Study text:
──────
Are you going to post the poem?

----------


## Lily Adams

I did right here in that old thread with my sonnet: http://www.online-literature.com/for...ad.php?t=25157

Thanks!

----------


## SleepyWitch

> Here's my boast:
> My hubsand was the first person to break the story that Elvis had died.
> He was working in radio news in Memphis at the time and received a tip
> from a nurse at Baptist Hospital that Elvis had died. It wasn't a story he
> really enjoyed breaking, but it sure made a name for him in 70's radio news circles. Got a lot of big job offers but declined them so he could move his family back to Arkansas.


wow, can I have your autograph? or your hubbie's?

*Lily Adams*, that's a really nice poem!


here's my latest boast.. well, it's not really a boast, more something to celebrate:
my Beany Bear (boyfriend) has been invited to a job interview in Berlin. It's a job with a security policy consulting company (er, whatever). They're kinda desperate to find an assistant for one of the bosses, a politics professor.
There'll be an interview tomorrow at 5 p.m. and an "assessment centre" on Wednesday. He took the train today so he'd have time to prepare.
I'm so proud of my Beany. After having his applications returned for 6 months, this is a real break. Knock on wood for him! (ouch, leave my head alone!)

----------


## barbara0207

That's really good news. Good luck to him!
Will you tell us if he made it?
──────
Assignment: Pick up the forum thread of members' boasts after its last post and continue it.

Dataset records:
──────
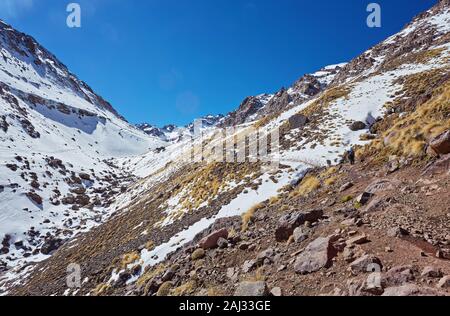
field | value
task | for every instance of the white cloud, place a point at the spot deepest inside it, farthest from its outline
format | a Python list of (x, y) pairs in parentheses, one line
[(13, 8)]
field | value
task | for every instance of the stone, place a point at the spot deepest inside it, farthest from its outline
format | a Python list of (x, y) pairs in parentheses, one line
[(288, 223), (298, 121), (248, 266), (222, 243), (36, 198), (358, 240), (431, 272), (367, 263), (364, 198), (444, 283), (301, 234), (276, 291), (346, 186), (210, 241), (317, 255), (267, 254), (411, 290), (441, 143), (358, 126), (252, 289), (397, 232)]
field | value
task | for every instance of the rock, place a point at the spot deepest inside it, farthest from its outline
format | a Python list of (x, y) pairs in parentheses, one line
[(345, 187), (411, 290), (36, 198), (210, 241), (222, 243), (364, 198), (397, 232), (316, 256), (358, 240), (198, 254), (398, 276), (288, 223), (431, 272), (249, 289), (78, 190), (301, 234), (441, 143), (122, 280), (248, 266), (298, 121), (276, 291), (358, 126), (51, 245), (444, 283), (267, 254), (367, 263), (440, 166), (170, 273)]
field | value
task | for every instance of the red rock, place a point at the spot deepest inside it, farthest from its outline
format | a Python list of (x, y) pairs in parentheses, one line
[(441, 143), (210, 241)]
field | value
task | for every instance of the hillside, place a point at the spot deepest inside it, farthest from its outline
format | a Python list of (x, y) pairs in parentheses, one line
[(311, 225)]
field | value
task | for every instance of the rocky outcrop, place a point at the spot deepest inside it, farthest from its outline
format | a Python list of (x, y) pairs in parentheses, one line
[(288, 223), (316, 256)]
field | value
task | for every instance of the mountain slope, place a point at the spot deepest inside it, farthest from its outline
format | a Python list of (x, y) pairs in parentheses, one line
[(56, 139)]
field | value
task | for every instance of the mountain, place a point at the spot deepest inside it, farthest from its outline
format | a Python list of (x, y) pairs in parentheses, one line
[(171, 133), (57, 137), (298, 221)]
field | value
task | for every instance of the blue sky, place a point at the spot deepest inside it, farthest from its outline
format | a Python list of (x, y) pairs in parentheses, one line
[(170, 61)]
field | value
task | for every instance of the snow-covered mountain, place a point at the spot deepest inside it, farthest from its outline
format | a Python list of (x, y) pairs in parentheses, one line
[(56, 139), (172, 133)]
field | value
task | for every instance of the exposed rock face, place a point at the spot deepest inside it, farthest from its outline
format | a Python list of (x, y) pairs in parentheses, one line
[(316, 256), (412, 290), (290, 222), (211, 240), (254, 289), (248, 108), (298, 121), (358, 126)]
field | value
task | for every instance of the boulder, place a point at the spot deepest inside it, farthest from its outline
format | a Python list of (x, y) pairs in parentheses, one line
[(301, 234), (36, 198), (298, 121), (444, 283), (358, 126), (431, 272), (252, 289), (210, 241), (316, 256), (288, 223), (397, 276), (51, 245), (411, 290), (367, 263), (198, 254), (441, 143)]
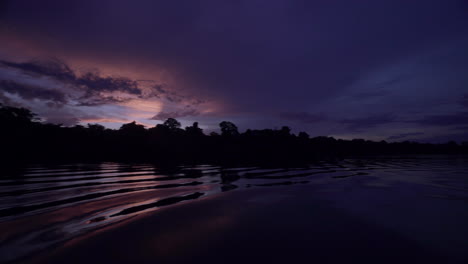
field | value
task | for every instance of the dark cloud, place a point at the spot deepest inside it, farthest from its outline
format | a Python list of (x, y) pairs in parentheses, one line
[(175, 114), (404, 135), (30, 92), (254, 57), (464, 101), (370, 121), (303, 117), (456, 119), (92, 84), (102, 100)]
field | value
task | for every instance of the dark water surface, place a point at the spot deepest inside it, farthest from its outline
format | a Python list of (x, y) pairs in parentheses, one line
[(412, 205)]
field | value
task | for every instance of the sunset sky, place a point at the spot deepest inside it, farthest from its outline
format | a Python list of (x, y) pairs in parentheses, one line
[(382, 70)]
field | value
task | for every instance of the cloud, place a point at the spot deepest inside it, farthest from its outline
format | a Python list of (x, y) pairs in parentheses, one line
[(460, 118), (370, 121), (464, 101), (405, 135), (93, 87), (30, 92), (303, 117), (176, 114)]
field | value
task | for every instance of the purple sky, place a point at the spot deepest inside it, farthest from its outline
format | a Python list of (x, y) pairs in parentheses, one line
[(392, 70)]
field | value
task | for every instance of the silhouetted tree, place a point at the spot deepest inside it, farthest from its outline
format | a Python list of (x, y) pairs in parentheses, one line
[(194, 130), (132, 129), (228, 129), (303, 135), (172, 124)]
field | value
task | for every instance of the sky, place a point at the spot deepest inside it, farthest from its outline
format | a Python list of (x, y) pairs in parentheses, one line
[(389, 70)]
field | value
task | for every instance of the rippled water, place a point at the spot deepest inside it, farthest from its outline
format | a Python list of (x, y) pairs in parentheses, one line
[(45, 206)]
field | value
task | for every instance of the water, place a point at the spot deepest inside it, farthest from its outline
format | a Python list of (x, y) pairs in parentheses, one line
[(424, 198)]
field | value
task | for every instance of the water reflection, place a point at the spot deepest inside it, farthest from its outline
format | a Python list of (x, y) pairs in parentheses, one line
[(43, 206)]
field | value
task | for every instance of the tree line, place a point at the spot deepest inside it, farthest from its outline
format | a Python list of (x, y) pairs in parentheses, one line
[(24, 138)]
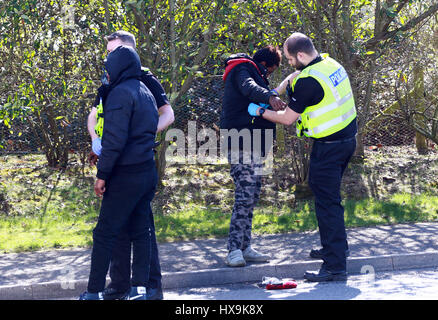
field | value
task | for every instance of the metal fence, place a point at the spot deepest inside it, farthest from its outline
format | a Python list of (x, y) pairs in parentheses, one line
[(201, 104)]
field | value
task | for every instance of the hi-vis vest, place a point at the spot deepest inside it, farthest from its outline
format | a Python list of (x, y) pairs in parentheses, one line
[(98, 128), (336, 110)]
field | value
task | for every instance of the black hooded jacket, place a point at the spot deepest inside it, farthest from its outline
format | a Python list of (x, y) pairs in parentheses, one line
[(130, 115), (245, 82)]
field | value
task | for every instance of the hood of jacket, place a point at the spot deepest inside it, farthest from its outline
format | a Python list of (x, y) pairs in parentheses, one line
[(239, 58), (121, 64)]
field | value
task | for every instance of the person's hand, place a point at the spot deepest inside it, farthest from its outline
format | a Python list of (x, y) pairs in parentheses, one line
[(99, 187), (276, 103), (92, 158), (96, 146)]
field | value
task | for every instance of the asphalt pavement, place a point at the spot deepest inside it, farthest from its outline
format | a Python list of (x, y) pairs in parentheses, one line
[(55, 274)]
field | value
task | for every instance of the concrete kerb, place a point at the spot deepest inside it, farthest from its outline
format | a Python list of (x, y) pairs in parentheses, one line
[(221, 276)]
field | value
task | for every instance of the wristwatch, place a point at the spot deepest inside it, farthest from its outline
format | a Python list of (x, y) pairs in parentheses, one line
[(261, 112)]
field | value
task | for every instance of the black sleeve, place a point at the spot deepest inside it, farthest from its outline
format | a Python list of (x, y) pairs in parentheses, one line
[(156, 88), (249, 87), (307, 92), (118, 110)]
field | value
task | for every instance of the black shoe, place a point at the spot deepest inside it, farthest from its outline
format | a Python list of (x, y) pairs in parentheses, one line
[(318, 253), (155, 293), (115, 294), (137, 293), (325, 275)]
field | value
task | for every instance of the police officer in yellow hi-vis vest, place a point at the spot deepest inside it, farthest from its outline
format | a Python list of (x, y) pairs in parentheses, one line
[(322, 104)]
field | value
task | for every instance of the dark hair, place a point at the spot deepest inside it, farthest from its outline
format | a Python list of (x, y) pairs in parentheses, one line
[(271, 55), (299, 42), (125, 36)]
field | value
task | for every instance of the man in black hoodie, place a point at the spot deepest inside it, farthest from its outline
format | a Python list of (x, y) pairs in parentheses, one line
[(126, 176), (246, 82)]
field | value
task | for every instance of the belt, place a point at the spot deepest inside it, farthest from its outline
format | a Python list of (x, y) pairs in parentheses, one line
[(336, 141)]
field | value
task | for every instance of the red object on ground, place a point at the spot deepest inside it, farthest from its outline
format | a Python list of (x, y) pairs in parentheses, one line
[(284, 285)]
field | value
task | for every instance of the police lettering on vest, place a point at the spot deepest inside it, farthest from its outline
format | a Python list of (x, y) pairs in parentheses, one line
[(98, 128), (336, 110)]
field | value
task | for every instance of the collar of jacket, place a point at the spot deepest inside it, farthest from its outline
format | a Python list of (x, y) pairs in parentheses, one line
[(235, 62)]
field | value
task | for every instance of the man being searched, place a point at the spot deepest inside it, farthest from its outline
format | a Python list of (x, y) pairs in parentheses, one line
[(120, 263), (126, 175), (246, 82), (322, 103)]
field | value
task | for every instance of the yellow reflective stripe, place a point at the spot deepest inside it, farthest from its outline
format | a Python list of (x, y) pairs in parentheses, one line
[(330, 107), (335, 121)]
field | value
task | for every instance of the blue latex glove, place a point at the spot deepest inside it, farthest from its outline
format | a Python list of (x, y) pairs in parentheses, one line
[(97, 146), (252, 108)]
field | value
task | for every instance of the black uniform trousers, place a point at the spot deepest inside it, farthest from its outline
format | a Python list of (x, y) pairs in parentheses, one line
[(328, 162), (120, 267), (125, 210)]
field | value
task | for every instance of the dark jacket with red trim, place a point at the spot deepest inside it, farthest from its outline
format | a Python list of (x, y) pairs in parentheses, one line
[(245, 81)]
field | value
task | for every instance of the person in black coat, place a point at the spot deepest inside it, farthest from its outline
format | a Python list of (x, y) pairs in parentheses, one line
[(126, 176), (245, 81)]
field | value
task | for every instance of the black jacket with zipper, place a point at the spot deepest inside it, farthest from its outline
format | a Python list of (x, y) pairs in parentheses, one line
[(130, 115)]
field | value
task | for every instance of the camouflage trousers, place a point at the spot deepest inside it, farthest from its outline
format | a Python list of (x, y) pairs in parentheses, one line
[(248, 181)]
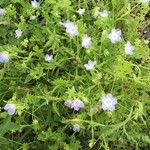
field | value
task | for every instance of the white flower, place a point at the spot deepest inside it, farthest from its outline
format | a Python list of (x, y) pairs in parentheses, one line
[(2, 11), (35, 4), (10, 108), (90, 65), (48, 57), (76, 128), (115, 35), (4, 57), (129, 48), (104, 13), (18, 32), (108, 102), (80, 11), (86, 41), (71, 28)]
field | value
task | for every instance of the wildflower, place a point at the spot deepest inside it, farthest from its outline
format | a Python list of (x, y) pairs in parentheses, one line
[(115, 35), (90, 65), (68, 103), (104, 13), (145, 1), (129, 48), (76, 128), (18, 32), (71, 28), (10, 108), (35, 4), (2, 11), (76, 104), (33, 17), (80, 11), (86, 41), (48, 57), (108, 102), (4, 57)]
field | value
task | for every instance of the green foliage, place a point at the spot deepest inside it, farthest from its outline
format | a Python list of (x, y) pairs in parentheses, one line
[(39, 88)]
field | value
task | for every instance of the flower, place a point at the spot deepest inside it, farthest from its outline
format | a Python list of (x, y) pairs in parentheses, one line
[(108, 102), (90, 65), (75, 104), (129, 48), (33, 17), (2, 11), (145, 1), (76, 128), (104, 13), (68, 103), (80, 11), (71, 28), (86, 41), (10, 108), (115, 35), (35, 4), (18, 32), (4, 57), (48, 57)]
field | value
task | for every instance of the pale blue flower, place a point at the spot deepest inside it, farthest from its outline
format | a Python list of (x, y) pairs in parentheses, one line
[(10, 108), (108, 102), (71, 28), (86, 41), (129, 48), (76, 128), (4, 57), (115, 35)]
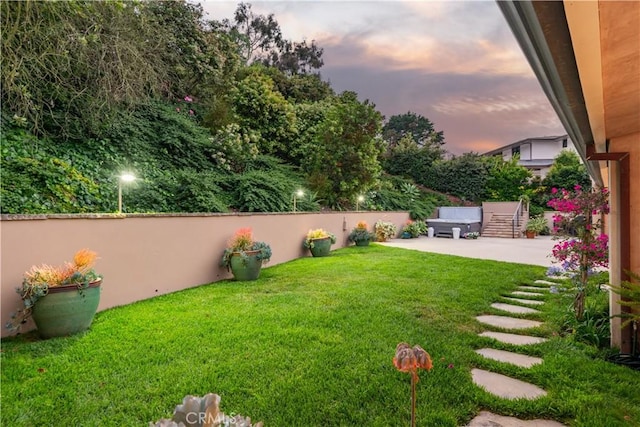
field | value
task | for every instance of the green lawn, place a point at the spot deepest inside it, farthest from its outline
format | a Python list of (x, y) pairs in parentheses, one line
[(311, 344)]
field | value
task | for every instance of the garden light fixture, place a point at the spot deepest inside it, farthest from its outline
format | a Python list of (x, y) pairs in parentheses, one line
[(296, 195), (124, 177)]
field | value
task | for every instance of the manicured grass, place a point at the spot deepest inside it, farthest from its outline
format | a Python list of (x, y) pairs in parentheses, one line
[(310, 344)]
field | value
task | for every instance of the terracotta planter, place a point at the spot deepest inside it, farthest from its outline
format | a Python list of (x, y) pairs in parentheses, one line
[(247, 267), (66, 310), (321, 247)]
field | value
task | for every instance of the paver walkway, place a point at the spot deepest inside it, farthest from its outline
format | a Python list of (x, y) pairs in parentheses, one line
[(502, 385), (487, 419), (525, 251)]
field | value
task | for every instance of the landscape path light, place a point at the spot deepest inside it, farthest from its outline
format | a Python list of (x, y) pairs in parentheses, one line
[(296, 195), (124, 177)]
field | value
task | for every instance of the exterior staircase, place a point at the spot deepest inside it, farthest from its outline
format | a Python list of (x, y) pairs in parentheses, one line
[(500, 226)]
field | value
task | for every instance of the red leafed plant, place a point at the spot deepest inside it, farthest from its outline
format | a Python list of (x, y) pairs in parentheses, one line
[(409, 359)]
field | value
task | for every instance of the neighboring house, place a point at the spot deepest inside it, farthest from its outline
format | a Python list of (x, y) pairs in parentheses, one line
[(586, 56), (536, 154)]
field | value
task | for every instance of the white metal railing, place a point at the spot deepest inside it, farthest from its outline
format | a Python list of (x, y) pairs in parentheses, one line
[(515, 220)]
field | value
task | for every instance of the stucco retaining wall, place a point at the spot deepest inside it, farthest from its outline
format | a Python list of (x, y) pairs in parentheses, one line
[(142, 256)]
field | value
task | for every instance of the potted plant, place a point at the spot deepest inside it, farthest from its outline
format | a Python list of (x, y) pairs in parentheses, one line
[(244, 256), (319, 242), (360, 235), (385, 230), (534, 226), (62, 300)]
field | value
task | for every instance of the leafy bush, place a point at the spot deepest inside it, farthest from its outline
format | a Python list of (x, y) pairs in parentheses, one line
[(415, 228), (385, 230), (593, 327), (33, 181)]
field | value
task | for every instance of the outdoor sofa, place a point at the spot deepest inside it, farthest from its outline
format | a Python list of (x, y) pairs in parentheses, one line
[(467, 219)]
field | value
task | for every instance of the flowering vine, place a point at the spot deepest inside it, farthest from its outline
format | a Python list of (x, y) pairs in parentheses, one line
[(583, 247)]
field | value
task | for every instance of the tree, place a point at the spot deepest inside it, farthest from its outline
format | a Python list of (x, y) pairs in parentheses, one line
[(567, 171), (259, 39), (464, 176), (293, 58), (81, 61), (263, 114), (419, 127), (255, 35), (406, 158), (507, 180), (344, 162)]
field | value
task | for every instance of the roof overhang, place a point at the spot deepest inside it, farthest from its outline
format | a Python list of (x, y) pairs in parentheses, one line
[(542, 30)]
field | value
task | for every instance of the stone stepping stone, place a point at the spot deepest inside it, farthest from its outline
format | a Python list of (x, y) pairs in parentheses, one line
[(506, 322), (533, 288), (509, 357), (527, 294), (513, 338), (505, 387), (509, 308), (545, 282), (489, 419), (525, 301)]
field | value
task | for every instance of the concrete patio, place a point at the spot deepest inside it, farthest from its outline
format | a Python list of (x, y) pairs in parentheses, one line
[(524, 251)]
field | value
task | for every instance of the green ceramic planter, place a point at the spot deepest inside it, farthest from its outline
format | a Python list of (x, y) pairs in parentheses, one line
[(245, 268), (66, 310), (321, 247)]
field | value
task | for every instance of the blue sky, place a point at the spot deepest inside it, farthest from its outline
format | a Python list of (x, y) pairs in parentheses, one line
──────
Task output:
----------


## Bakiryu

I just got a hundred in all my classes! (except the evil one which will not be mentioned, that which shalt not be name  :Flare: )

----------


## barbara0207

Congratulations and celebrations, Baki ...  :Thumbs Up:   :FRlol:

----------


## Virgil

I haven't been here in a while. Great accomplishments all!! :Thumbs Up:

----------


## Dori

I ran one mile (1.609 km) in 5 minutes and 32 seconds about two months ago. Improved my previous record by 20 seconds!

----------


## Weisinheimer

great job, Dori!

----------


## Virgil

> I ran one mile (1.609 km) in 5 minutes and 32 seconds about two months ago. Improved my previous record by 20 seconds!


Wow, that is outstanding. Are you on a track team? The best I ever did was 6 minutes even when i was about 21. Breaking six minutes is so hard, and you did it by almost half a minute. Dori are you a gal or a guy, if you don't mind me asking?

----------


## SleepyWitch

> I haven't been here in a while. Great accomplishments all!!


staying off-line is an accomplishment SleepyWitch (=internet addict) has yet to achieve!

----------


## Virgil

> staying off-line is an accomplishment SleepyWitch (=internet addict) has yet to achieve!


hahaha, Sleepy. I meant this thread. I can't break my lit net addiction.  :Smile:  Not sure I want to.  :Wink:

----------


## Pensive

Hmmm it's not probably something I am supposed to be boasting about but I really feel like boasting so here it is. I am doing well in all classes yet. The tests I gave were good. But the real thing would be known after monthly exams...

Ah and also it's still quite hot and electricity goes off, but I don't complain as such!  :Tongue:

----------


## SleepyWitch

> Hmmm it's not probably something I am supposed to be boasting about but I really feel like boasting so here it is. I am doing well in all classes yet. The tests I gave were good. But the real thing would be known after monthly exams...
> 
> Ah and also it's still quite hot and electricity goes off, but I don't complain as such!


congrats Pensy! i wish i was as smart and hard-working as you!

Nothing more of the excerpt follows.